> WORK TO BE COMPLETED:
Read the records below and copy each line that contains "green".

> ENTRIES PROVIDED:
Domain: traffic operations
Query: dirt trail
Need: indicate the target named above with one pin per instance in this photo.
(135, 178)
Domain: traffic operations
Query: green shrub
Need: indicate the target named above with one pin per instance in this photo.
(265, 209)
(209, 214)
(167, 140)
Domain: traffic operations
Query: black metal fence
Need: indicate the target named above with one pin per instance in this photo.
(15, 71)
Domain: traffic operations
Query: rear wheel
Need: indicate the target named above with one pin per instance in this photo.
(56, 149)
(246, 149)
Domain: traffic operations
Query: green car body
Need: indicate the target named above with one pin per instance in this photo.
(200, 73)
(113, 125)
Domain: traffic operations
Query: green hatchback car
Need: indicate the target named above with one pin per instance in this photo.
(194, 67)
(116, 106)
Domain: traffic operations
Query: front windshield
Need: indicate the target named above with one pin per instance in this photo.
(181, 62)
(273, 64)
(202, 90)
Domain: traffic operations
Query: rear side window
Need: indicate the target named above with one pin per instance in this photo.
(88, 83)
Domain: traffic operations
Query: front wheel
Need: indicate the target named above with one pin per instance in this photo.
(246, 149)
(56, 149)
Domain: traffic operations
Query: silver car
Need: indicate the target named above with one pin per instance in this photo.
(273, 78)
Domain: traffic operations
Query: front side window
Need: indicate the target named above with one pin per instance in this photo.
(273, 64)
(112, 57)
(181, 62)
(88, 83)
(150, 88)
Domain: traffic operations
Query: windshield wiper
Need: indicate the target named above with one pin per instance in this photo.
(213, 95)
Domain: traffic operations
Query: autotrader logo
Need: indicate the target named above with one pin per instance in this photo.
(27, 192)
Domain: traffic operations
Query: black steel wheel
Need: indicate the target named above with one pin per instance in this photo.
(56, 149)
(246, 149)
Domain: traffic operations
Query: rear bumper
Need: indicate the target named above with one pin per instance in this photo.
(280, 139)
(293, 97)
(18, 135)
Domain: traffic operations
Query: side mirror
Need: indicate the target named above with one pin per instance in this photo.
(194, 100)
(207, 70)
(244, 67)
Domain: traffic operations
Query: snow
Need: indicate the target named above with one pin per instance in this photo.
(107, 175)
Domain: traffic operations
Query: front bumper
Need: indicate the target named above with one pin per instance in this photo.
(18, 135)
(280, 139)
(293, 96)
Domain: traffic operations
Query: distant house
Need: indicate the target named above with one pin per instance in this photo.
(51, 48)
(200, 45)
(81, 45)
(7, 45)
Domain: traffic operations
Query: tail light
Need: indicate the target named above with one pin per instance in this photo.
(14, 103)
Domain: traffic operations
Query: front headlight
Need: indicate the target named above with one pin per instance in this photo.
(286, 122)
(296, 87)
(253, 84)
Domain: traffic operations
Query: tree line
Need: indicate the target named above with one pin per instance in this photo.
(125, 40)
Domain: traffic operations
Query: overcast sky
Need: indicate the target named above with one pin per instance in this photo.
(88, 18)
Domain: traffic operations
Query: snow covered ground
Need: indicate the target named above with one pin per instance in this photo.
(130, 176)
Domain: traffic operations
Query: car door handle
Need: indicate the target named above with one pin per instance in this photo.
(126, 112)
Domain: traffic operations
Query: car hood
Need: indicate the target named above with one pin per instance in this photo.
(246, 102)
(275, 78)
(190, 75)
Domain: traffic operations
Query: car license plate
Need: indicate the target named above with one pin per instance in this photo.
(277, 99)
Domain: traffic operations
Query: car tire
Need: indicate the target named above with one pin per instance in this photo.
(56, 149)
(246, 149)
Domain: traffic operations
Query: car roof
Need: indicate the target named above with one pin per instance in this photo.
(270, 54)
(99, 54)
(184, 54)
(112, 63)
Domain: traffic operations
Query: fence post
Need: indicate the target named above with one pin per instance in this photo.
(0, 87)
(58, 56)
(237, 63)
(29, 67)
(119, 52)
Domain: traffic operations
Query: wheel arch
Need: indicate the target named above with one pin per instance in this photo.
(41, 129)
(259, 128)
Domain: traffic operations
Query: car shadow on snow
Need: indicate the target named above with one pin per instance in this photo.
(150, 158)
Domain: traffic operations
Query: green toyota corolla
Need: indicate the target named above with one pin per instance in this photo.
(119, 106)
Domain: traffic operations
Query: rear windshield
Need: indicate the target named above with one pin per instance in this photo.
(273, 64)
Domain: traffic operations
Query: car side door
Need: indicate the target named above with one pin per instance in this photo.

> FINISHED EXERCISE:
Query: green shrub
Query: green car body
Query: green hatchback car
Query: green toyota corolla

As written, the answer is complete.